WHAT NEEDS TO BE DONE = Please reproduce the data in full, exactly as it stands.
= = =
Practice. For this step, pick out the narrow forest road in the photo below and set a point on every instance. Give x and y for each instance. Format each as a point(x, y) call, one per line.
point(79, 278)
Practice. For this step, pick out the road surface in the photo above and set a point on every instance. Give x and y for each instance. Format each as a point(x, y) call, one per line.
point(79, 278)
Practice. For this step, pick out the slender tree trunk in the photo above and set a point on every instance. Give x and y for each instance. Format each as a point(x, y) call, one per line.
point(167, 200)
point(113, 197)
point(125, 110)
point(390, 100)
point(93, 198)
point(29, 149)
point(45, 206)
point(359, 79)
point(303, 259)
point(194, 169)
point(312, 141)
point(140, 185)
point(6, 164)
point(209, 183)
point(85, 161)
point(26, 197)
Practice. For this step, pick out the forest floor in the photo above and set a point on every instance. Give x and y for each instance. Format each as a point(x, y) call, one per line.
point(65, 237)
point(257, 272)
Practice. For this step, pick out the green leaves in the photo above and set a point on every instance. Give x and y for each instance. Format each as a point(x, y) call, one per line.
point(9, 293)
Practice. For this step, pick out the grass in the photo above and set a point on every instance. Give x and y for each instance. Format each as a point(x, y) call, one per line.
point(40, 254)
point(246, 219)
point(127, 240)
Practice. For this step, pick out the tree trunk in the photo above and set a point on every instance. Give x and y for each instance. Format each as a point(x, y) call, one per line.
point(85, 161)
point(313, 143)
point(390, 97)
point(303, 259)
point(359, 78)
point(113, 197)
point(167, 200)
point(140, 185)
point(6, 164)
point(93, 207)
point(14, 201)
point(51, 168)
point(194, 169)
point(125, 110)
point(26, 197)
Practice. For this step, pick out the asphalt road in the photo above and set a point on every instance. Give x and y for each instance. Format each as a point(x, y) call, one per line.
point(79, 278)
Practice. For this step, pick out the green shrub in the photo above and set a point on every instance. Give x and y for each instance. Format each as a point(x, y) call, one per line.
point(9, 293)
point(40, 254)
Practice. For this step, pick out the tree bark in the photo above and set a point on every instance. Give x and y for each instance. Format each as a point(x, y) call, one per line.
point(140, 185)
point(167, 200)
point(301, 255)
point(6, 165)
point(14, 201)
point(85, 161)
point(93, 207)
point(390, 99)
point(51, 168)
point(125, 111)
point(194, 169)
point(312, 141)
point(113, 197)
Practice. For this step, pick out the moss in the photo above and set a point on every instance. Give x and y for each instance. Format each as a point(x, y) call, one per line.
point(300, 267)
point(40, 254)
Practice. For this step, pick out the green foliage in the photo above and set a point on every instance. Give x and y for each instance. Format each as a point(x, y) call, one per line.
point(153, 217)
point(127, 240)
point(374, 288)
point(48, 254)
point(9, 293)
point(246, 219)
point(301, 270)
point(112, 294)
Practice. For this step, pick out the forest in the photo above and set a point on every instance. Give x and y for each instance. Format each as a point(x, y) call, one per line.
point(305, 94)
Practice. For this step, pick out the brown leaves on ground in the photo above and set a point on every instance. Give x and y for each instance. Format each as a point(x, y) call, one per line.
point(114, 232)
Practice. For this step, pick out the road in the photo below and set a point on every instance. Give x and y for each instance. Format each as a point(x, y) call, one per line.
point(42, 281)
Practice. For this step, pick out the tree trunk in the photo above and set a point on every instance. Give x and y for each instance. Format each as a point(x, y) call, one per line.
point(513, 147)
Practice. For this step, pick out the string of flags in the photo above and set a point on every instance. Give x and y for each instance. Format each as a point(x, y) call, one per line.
= = =
SOLUTION FOR THIS EXERCISE =
Practice. For this step, pick out the narrow forest road in the photo below and set a point on every instance. Give x and y for each instance. Format each as a point(x, y) call, one per line.
point(79, 278)
Practice. For this step, pick out the road surface in the photo above and set a point on every instance. Give x and y for each instance. Format each as a point(x, y) call, one per line.
point(79, 278)
Practice. For this step, pick out the slender tree trunk in the photo above and set a point on every instance. Give x and y for each instance. Format each as a point(x, y) call, one per line.
point(167, 200)
point(113, 197)
point(125, 110)
point(390, 100)
point(93, 198)
point(29, 149)
point(45, 206)
point(359, 79)
point(303, 259)
point(194, 169)
point(312, 141)
point(140, 185)
point(6, 164)
point(209, 183)
point(85, 161)
point(26, 197)
Practice. For this step, pick out the forest floor in the photo above and set a point on every instance. Give x and y for each instance. Format each as a point(x, y) call, one per line.
point(65, 237)
point(257, 272)
Practice. For this step, pick out the green leaves in the photo above and set a point on every instance. Give x and y for each instance. Format each as a point(x, y) call, one per line.
point(9, 293)
Practice. For this step, pick out the grass in the photo above and set a point on every instance. Give x and y for each instance. Format each as a point(x, y) call, one per line.
point(40, 254)
point(246, 219)
point(127, 240)
Practice. For this step, pick out the tree trunk in the photo above and set a point on every instance. Give x and y for each instance. Format each as a point(x, y) call, one per line.
point(85, 161)
point(313, 143)
point(390, 97)
point(303, 259)
point(359, 78)
point(113, 197)
point(167, 200)
point(140, 185)
point(6, 164)
point(93, 207)
point(14, 201)
point(51, 168)
point(194, 169)
point(125, 110)
point(26, 197)
Practice. For this step, pick out the asphalt road in the photo above and set a point on every instance. Give x and y for each instance. Format each as a point(x, y) call, one per line.
point(79, 278)
Practice. For this step, pick out the green shrub in the photo above and set a point on every instance. Give x and y for each instance. Format each as a point(x, y) call, one per line.
point(9, 293)
point(40, 254)
Practice. For this step, pick out the tree bark in the photo above and set a point on every instance. Give x and y for each instance. Format each as a point(x, y) call, one per line.
point(140, 185)
point(167, 200)
point(301, 255)
point(6, 165)
point(14, 201)
point(85, 161)
point(93, 207)
point(390, 99)
point(51, 168)
point(125, 111)
point(194, 169)
point(312, 141)
point(113, 197)
Practice. For this step, pick out the moss in the photo above and set a point on every instance. Give x and y for each instance. Format each as a point(x, y) call, one per line.
point(300, 267)
point(40, 254)
Practice. For this step, pick out the green foliage in the photo above and set a point on every instance. Give x and y for each instance. Format each as a point(x, y) call, one per line.
point(153, 217)
point(127, 240)
point(374, 288)
point(48, 254)
point(9, 293)
point(246, 219)
point(301, 270)
point(112, 294)
Practice. For this step, pick out the forest in the photo above and set a point on every instance. Give x and y for each instance. Format each as a point(x, y) call, one per line.
point(305, 94)
Practice. For this step, pick out the brown leaves on ground in the photo above and set a point on every instance. Give x and y for each instance. Format each as a point(x, y) call, one per line.
point(114, 232)
Practice. For this step, pick out the road in the photo below and set a point on every instance. Give x and y for each instance. Format each as a point(x, y) call, one per line.
point(42, 281)
Practice. For this step, pick out the tree trunk in the photo above and set a point on every instance. Give x and y for each instance. Format each as a point(x, y) call, one per line.
point(513, 147)
Practice. For this step, pick out the string of flags in the photo above and set a point on every instance. Give x and y for each instance. Format each as a point(x, y) call, one per line.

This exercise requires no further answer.